Please state the 2026 New York estate tax exemption per person given in the estate planning page.

PAGE TEXT: Begin

Thoughtful estate planning protects your assets, honors your intentions, and preserves family wealth across generations. Madison Law Firm PLLC guides individuals and families through every aspect of planning and administration.
Every estate plan is different. We take the time to understand your family, your assets, and your intentions before we draft a single document.
An estate plan is not a document you create for yourself — it is a document you create for the people who will deal with your affairs after you are gone or incapacitated. Without a properly executed will, New York's intestacy laws (the rules that govern who inherits when there is no will) will determine how your assets are distributed — which may not align with your intentions and cannot account for individual family circumstances.
Without a Power of Attorney, your family may be unable to manage your finances if you become incapacitated — which can require a costly and time-consuming guardianship proceeding in Surrogate's Court. Without a Health Care Proxy, medical decisions will be made by whoever the hospital designates under the Family Health Care Decisions Act — which may not be the person you would choose.
New York is among the twelve states that still impose a state estate tax, with a 2026 exemption of $7,350,000 per person. More critically, New York's estate tax contains a "cliff" provision: estates exceeding the exemption by more than 5% lose the entire exemption and are taxed on the full value of the estate — at rates of 3.06% to 16%. Strategic planning around this cliff can save families hundreds of thousands of dollars.

PAGE TEXT: End
INPUT DATA: Begin

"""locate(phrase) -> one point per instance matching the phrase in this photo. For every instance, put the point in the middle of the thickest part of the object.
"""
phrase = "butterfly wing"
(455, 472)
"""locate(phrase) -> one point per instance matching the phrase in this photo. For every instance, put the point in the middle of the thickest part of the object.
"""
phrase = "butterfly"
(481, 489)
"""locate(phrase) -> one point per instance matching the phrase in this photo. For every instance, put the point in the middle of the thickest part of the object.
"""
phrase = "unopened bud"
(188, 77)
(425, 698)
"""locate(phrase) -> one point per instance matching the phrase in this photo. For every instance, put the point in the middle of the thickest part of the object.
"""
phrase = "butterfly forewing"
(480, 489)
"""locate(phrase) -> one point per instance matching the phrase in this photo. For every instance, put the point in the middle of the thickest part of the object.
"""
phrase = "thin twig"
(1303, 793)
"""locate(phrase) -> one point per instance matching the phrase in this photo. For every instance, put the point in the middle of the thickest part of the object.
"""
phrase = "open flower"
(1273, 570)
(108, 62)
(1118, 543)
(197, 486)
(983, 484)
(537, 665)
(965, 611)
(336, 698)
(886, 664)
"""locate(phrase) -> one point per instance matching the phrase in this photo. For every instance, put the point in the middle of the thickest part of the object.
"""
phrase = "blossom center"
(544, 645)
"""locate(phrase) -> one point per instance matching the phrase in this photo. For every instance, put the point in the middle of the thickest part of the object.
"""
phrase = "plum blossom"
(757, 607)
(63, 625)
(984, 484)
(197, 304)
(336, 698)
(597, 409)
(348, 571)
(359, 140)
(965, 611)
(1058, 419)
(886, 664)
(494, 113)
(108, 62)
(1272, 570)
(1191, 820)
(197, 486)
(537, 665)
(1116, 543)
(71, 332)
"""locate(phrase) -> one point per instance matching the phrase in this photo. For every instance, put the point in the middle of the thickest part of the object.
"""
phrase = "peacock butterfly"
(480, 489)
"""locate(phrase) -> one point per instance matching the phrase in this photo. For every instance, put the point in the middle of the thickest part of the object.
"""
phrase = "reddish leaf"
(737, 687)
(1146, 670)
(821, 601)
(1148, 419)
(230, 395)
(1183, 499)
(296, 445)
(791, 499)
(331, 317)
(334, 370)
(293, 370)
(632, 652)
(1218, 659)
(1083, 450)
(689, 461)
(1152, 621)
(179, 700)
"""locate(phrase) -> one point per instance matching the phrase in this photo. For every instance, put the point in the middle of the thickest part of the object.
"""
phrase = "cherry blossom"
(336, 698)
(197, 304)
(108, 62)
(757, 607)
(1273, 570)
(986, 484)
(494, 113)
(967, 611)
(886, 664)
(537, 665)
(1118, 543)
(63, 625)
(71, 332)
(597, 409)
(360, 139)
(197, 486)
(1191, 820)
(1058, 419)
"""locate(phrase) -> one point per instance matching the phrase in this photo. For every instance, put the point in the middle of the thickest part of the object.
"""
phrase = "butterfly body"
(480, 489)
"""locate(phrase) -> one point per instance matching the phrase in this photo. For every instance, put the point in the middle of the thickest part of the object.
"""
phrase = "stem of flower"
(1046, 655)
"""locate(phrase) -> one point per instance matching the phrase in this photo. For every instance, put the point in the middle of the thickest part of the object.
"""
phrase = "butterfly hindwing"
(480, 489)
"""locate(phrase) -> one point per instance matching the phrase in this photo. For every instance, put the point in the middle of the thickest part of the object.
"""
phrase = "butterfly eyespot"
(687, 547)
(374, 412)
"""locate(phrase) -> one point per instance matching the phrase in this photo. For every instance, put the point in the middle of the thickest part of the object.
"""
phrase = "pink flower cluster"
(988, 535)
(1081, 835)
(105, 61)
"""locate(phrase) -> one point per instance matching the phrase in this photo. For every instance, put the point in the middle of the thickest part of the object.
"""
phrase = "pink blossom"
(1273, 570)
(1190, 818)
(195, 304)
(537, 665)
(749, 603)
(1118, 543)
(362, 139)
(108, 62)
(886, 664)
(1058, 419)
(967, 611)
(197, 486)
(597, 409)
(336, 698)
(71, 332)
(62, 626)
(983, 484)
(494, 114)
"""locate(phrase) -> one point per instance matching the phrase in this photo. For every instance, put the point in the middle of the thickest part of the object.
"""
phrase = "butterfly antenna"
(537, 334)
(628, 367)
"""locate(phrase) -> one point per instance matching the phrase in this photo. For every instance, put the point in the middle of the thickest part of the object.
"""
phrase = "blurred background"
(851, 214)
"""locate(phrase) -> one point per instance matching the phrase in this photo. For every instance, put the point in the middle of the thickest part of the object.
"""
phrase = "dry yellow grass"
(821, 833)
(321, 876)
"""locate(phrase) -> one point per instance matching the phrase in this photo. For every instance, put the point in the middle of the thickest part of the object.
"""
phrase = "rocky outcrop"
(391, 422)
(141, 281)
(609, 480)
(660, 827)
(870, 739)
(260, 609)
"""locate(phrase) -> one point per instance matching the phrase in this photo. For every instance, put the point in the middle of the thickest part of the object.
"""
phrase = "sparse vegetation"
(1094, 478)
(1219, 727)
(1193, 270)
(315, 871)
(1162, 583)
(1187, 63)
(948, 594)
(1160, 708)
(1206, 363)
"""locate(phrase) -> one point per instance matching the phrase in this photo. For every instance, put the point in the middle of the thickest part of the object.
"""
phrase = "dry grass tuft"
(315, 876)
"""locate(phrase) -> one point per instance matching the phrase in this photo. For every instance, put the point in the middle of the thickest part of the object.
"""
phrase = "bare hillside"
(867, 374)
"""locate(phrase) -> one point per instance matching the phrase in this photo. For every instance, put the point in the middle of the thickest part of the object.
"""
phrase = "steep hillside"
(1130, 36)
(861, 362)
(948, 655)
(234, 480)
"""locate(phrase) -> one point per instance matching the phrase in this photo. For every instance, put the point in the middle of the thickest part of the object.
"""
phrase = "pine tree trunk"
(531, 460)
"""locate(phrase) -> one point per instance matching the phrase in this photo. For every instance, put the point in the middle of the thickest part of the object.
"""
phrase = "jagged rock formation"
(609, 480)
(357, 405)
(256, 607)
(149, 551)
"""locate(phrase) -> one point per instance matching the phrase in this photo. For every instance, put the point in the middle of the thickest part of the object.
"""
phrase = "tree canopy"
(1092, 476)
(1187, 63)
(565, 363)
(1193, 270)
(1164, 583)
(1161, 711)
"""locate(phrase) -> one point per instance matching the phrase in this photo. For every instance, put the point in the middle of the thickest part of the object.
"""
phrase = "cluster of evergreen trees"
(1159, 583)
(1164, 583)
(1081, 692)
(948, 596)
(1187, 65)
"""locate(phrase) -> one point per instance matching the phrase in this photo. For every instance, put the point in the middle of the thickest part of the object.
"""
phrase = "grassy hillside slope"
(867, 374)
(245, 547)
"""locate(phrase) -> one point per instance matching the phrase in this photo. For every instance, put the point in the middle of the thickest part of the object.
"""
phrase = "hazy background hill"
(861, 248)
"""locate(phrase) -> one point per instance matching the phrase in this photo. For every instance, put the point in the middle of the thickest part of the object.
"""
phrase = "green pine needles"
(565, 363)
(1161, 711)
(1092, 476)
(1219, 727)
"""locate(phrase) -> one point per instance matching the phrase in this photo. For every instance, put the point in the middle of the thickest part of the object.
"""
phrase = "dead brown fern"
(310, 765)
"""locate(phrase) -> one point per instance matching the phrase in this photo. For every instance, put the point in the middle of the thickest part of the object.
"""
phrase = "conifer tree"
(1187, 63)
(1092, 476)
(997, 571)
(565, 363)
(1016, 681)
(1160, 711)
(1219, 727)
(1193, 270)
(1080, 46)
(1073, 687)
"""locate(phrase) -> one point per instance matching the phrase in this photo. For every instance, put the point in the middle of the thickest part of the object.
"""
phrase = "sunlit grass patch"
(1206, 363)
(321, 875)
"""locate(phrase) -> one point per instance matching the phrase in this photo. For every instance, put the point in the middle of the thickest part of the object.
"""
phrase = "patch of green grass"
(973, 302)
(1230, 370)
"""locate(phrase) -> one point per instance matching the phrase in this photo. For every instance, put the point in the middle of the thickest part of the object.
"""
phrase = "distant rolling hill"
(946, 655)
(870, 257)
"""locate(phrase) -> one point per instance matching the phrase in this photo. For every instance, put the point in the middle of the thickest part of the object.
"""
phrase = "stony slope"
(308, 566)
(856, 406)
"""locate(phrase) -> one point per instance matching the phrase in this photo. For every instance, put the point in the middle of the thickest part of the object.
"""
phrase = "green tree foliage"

INPUT DATA: End

* **ANSWER TO THIS PROBLEM**
$7,350,000 per person.